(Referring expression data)
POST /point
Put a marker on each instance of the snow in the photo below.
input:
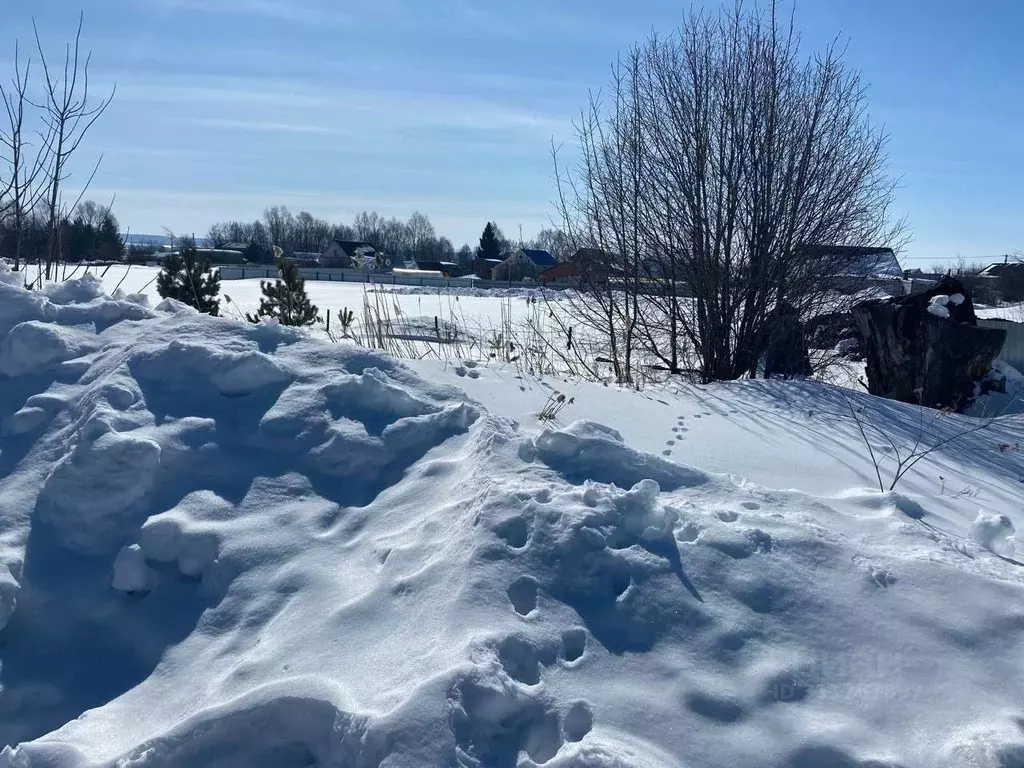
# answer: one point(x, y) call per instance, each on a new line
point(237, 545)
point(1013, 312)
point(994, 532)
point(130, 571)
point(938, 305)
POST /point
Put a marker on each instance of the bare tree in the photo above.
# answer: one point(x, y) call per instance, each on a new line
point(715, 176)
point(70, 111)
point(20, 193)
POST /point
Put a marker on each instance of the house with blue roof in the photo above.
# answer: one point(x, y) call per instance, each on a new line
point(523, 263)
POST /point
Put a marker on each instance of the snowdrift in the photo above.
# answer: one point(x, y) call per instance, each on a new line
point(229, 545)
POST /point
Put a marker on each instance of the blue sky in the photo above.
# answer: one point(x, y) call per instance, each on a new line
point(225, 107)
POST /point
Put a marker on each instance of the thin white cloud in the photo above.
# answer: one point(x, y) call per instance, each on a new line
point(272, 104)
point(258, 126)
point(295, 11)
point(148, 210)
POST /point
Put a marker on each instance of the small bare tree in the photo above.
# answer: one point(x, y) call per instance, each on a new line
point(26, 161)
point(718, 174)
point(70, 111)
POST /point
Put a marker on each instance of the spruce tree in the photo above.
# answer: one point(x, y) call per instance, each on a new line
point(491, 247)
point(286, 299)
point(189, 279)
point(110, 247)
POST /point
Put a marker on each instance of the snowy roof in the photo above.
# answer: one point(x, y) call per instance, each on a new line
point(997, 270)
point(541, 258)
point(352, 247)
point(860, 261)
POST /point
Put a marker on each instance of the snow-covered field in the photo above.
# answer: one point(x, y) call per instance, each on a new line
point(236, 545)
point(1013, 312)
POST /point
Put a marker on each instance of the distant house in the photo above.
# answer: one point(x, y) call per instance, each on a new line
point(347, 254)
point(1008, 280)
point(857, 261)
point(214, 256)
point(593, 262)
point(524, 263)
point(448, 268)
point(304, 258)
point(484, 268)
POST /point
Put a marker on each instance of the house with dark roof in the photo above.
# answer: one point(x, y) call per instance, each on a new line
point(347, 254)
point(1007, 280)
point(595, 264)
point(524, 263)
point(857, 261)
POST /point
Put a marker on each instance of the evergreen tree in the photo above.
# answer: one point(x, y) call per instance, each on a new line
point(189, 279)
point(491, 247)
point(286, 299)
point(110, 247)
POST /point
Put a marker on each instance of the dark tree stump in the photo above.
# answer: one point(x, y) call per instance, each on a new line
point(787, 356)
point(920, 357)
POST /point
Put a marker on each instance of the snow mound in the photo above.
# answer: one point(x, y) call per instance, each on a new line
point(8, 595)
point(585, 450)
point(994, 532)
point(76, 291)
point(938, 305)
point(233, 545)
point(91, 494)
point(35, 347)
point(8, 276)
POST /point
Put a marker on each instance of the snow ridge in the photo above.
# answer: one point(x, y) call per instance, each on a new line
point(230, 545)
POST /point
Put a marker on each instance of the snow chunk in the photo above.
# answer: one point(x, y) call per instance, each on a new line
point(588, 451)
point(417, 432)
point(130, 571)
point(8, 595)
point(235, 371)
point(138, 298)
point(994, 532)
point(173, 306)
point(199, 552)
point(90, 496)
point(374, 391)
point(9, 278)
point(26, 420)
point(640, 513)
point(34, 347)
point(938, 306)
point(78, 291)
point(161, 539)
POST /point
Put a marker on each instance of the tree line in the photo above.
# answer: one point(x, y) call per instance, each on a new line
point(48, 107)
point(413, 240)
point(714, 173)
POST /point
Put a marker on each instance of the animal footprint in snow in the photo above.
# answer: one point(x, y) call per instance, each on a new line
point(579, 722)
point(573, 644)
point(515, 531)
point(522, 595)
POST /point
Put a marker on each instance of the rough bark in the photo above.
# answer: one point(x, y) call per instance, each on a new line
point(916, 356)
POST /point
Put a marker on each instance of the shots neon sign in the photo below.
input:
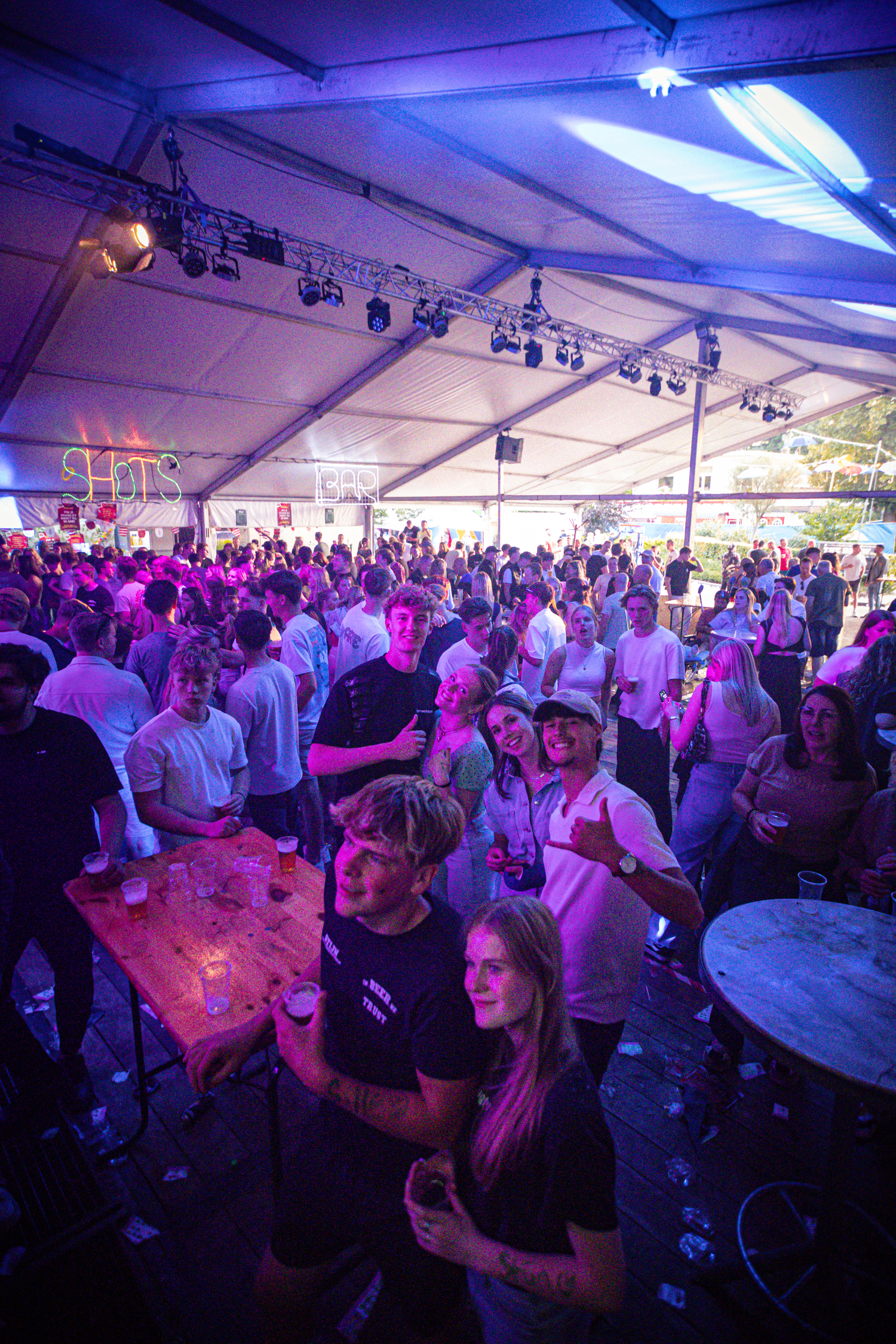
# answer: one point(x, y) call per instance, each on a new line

* * *

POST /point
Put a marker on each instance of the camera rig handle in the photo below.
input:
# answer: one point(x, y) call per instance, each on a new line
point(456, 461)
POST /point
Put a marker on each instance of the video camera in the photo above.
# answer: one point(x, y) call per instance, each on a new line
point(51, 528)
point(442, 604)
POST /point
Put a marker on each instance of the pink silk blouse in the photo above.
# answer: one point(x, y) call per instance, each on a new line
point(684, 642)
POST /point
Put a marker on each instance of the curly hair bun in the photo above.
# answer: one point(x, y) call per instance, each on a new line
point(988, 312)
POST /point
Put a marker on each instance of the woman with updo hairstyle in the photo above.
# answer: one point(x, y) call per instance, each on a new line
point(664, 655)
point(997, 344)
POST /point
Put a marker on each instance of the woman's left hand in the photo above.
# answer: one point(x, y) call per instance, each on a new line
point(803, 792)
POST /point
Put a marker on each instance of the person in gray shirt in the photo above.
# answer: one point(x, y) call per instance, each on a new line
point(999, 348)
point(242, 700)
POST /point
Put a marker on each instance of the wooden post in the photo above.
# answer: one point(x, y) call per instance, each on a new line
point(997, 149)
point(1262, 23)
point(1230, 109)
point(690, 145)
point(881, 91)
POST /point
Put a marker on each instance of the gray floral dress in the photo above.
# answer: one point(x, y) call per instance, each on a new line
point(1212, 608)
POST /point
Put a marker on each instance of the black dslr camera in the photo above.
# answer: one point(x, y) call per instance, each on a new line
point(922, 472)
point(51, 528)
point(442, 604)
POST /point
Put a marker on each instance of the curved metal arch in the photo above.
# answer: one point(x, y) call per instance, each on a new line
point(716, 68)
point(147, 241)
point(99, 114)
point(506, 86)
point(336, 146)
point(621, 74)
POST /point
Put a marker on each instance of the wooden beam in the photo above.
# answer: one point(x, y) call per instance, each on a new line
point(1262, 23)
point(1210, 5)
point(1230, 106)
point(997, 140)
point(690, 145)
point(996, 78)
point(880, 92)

## What is needed
Scan the data for the word "roof" and copy every line where it shows up.

## Answer to this task
Put a marker on each instance of the house with blue roof in the photo above.
Put a marker on each instance of the snowy roof in the photo above.
Put a marker on each instance of the house with dark roof in the photo above.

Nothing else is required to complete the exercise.